* [Problem to work on]: Rescale the coordinates in the listing from the line containing "of the green" through the end of the listing, both ends included. Reproduce only those lines, requests included, multiplying every x and y coordinate in the answers by 2.4 and rounding to whole numbers, with halves rounded up.

··· Input data

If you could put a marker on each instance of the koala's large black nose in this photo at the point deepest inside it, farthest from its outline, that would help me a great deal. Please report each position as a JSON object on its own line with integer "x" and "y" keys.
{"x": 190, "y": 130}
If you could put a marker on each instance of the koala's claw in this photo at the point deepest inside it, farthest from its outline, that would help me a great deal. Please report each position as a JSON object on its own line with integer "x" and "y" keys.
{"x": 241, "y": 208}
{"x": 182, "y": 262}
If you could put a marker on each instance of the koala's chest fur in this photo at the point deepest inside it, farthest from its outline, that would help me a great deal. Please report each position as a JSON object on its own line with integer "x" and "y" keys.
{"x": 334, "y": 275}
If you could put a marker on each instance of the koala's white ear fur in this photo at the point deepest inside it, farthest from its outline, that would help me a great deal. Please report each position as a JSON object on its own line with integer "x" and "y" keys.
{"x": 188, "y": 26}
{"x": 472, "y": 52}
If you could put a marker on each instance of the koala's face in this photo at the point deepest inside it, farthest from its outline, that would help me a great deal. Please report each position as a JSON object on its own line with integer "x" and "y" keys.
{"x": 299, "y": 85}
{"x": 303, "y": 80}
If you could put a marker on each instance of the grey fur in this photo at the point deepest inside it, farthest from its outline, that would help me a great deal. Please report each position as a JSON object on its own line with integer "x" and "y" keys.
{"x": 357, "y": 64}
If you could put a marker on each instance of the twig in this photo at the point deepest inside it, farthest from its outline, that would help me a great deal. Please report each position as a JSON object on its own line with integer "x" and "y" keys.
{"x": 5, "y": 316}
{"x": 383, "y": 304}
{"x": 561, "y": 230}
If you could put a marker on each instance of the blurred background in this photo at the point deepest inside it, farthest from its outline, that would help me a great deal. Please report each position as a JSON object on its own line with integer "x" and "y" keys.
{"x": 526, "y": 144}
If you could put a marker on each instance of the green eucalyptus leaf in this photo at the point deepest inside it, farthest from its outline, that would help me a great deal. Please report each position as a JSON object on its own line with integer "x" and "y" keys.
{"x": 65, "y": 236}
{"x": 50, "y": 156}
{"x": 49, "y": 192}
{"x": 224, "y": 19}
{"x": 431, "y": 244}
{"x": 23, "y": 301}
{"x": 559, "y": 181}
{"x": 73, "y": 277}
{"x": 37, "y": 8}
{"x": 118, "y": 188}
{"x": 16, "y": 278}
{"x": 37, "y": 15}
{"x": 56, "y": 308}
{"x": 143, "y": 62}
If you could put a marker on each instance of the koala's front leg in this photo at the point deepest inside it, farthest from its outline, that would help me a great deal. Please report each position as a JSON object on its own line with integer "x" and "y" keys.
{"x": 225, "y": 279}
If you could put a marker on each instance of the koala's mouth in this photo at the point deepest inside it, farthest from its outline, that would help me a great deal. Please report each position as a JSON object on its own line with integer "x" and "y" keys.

······

* [Result of the task]:
If you could put a marker on each instance of the green eucalyptus leaf in this photo at the point deepest inside it, farthest from its outline, that would help me a great deal. Please report each position as a JSON object on its own line with integer "x" and "y" keys.
{"x": 156, "y": 566}
{"x": 120, "y": 374}
{"x": 118, "y": 461}
{"x": 538, "y": 46}
{"x": 1034, "y": 586}
{"x": 55, "y": 722}
{"x": 1342, "y": 434}
{"x": 175, "y": 665}
{"x": 89, "y": 19}
{"x": 283, "y": 451}
{"x": 38, "y": 667}
{"x": 89, "y": 36}
{"x": 134, "y": 739}
{"x": 343, "y": 149}
If you could put a marker on each instance of the koala's front leg in this photo at the point deepest inside it, farthest from its outline, that would help me a great deal. Please report each position as a JSON object on its own line with integer "x" and "y" keys.
{"x": 540, "y": 670}
If you could put a marker on each instance of the koala's mouth in this photo at the point deepest inside it, farthest from its outline, that would help me a great deal. Please report each position as a JSON object on its own line with integer "x" and "y" keys.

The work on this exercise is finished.